**Exercise**
Return the text on pool equipment sales below in full, with no changes.

**Supplied text**
+-------+
Pentair Plc, a maker of pool pumps, lights and filters, this week reported a 32% jump in sales for that part of its business in the third quarter. The robust growth is on top of a tough comparison to the period a year ago, when pool-related revenue surged a whopping 50%. Pool manufacturers typically run early order promotions during the off-peak winter months to try to keep factories busy, but Pentair already has more demand than it can handle because, like most manufacturers, it’s battling supply-chain snarls. There’s little need to drum up extra sales with discounts this year. Dealers of Pentair equipment are booked well into the third quarter of next year, and homebuilders have backlogs of pool projects that stretch into the latter half of 2022 as well. Asked on a call with Wall Street analysts whether there was anything that might prevent the pool business from growing next year, Pentair Chief Executive Officer John Stauch had a succinct answer: “No.”
It was a similar story at Hayward Holdings Inc., which makes pumps, cleaners and automation equipment. Sales jumped 56% in the third quarter, and Hayward this week raised its guidance for the full year to as much as 62% growth. The company projected overall demand for pool construction in the US would be at or above the 35-year median through the next few years and bounce back by 2025 to a level not seen since the housing glut that fueled the 2008 financial crisis. Hayward CEO Kevin Holleran pointed to a shift in preference toward suburban areas, particularly the pool-rich Sun Belt region, and a need to upgrade existing pools in the US, where the average age is now more than 22 years. When consumers build or renovate pools, they also increasingly want them to be digitally connected and operating on a saltwater system. That translates to more dollars and recurring demand.
+-------+
**Records**
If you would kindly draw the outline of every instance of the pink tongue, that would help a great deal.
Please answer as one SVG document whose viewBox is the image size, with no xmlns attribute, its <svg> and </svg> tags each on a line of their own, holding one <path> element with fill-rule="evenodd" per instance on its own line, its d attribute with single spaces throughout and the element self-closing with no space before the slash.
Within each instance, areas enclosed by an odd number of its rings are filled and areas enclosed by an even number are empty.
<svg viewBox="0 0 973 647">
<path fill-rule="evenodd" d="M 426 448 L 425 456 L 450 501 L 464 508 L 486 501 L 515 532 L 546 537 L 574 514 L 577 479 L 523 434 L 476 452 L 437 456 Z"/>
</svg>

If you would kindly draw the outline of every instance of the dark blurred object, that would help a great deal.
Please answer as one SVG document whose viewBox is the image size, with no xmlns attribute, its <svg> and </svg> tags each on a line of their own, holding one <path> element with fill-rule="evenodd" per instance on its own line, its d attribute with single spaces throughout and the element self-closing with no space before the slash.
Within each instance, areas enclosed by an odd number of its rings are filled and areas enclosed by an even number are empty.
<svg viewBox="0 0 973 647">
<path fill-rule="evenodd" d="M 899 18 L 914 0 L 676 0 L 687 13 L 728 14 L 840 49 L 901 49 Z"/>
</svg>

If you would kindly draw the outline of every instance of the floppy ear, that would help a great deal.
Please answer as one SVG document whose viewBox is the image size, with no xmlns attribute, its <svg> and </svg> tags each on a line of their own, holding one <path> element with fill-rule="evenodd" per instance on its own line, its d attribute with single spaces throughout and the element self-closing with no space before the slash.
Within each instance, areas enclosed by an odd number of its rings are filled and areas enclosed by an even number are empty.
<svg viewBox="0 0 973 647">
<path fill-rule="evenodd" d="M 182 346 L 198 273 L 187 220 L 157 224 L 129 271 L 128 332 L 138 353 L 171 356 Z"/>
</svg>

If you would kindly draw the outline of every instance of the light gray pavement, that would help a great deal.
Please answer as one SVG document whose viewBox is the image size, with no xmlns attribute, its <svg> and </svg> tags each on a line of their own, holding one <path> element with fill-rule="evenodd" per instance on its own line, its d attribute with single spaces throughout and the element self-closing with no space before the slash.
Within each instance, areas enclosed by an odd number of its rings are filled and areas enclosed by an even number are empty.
+-------+
**Response area**
Pentair Plc, a maker of pool pumps, lights and filters, this week reported a 32% jump in sales for that part of its business in the third quarter. The robust growth is on top of a tough comparison to the period a year ago, when pool-related revenue surged a whopping 50%. Pool manufacturers typically run early order promotions during the off-peak winter months to try to keep factories busy, but Pentair already has more demand than it can handle because, like most manufacturers, it’s battling supply-chain snarls. There’s little need to drum up extra sales with discounts this year. Dealers of Pentair equipment are booked well into the third quarter of next year, and homebuilders have backlogs of pool projects that stretch into the latter half of 2022 as well. Asked on a call with Wall Street analysts whether there was anything that might prevent the pool business from growing next year, Pentair Chief Executive Officer John Stauch had a succinct answer: “No.”
It was a similar story at Hayward Holdings Inc., which makes pumps, cleaners and automation equipment. Sales jumped 56% in the third quarter, and Hayward this week raised its guidance for the full year to as much as 62% growth. The company projected overall demand for pool construction in the US would be at or above the 35-year median through the next few years and bounce back by 2025 to a level not seen since the housing glut that fueled the 2008 financial crisis. Hayward CEO Kevin Holleran pointed to a shift in preference toward suburban areas, particularly the pool-rich Sun Belt region, and a need to upgrade existing pools in the US, where the average age is now more than 22 years. When consumers build or renovate pools, they also increasingly want them to be digitally connected and operating on a saltwater system. That translates to more dollars and recurring demand.